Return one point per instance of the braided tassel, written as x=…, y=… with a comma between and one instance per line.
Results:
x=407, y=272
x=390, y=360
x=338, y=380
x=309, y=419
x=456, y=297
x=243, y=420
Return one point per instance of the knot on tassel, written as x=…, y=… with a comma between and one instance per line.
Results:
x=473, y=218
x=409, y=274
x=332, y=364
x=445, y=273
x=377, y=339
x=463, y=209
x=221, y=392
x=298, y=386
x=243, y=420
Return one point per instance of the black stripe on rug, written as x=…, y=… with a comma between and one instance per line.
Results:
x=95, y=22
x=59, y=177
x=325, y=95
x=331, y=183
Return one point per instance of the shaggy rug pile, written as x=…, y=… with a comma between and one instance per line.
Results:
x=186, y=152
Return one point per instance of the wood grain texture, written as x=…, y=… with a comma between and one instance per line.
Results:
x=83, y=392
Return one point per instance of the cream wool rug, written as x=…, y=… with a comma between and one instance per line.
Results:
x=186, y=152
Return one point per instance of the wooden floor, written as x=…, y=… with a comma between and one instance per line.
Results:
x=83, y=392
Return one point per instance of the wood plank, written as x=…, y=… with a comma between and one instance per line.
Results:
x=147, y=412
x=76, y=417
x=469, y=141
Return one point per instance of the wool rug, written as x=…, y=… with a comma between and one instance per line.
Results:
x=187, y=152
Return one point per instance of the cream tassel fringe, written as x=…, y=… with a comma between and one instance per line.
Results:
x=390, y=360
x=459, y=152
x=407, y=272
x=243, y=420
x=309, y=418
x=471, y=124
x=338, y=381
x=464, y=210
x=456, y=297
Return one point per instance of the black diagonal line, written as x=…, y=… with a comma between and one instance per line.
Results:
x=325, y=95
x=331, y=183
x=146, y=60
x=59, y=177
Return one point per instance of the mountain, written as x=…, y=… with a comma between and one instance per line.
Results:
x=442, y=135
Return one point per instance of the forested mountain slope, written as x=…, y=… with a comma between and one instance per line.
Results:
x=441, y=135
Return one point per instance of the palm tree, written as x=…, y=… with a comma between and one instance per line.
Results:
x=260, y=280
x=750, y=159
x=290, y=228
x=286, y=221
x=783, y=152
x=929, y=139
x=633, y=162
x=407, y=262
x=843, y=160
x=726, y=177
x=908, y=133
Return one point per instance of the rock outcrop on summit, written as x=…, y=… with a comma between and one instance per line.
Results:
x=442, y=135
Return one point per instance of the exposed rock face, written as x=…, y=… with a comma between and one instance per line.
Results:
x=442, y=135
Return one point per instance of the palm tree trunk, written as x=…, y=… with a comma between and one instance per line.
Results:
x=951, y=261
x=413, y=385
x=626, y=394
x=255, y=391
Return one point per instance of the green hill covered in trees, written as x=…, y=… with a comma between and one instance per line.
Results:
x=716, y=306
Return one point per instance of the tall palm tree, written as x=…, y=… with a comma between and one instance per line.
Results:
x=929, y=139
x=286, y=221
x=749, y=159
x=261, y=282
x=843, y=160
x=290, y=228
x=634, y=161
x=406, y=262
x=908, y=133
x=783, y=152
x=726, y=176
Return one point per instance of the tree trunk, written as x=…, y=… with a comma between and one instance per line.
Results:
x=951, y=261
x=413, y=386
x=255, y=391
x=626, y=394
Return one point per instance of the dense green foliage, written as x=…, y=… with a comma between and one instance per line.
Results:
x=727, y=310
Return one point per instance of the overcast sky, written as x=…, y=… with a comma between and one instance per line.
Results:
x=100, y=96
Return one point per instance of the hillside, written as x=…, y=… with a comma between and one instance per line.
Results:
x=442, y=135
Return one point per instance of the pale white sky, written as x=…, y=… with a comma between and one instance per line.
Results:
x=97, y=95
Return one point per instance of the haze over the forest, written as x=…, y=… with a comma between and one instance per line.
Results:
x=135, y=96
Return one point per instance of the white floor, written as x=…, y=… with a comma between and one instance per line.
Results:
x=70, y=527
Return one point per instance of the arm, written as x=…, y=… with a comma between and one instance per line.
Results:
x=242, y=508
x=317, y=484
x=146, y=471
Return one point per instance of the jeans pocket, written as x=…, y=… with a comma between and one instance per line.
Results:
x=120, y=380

To do ->
Output exactly the lines between the one containing "Return one point per instance of the tree" and the final line above, both inclusive.

Answer to the task ->
Return one point per instance of the tree trunk, written as x=…, y=… with a comma between and one instance per line.
Results:
x=951, y=261
x=413, y=386
x=255, y=391
x=626, y=394
Return one point per instance of the dense green foliage, written as x=…, y=… with a comma between and one instance per line.
Results:
x=727, y=310
Return one point per instance of the overcast sky, written as x=…, y=… with a comma between and one instance per line.
Results:
x=100, y=96
Return one point per instance of the hillside, written as x=…, y=… with a comma between and one instance per line.
Results:
x=442, y=135
Return one point per instance of the pale white sky, written as x=…, y=… with a comma between and one instance per line.
Results:
x=97, y=95
Return one point per instance of the haze over the forest, written as x=…, y=… with a comma between and one instance per line.
Results:
x=135, y=96
Return one point per instance of the white floor, written as x=…, y=… with a comma between and one instance per line.
Results:
x=70, y=527
Return one point per instance of the arm, written as x=…, y=… with a comma between and one instance per line.
Results:
x=242, y=508
x=317, y=484
x=146, y=471
Return one point per instance of the jeans pocket, written as x=…, y=… with a comma between and one instance per line.
Results:
x=120, y=380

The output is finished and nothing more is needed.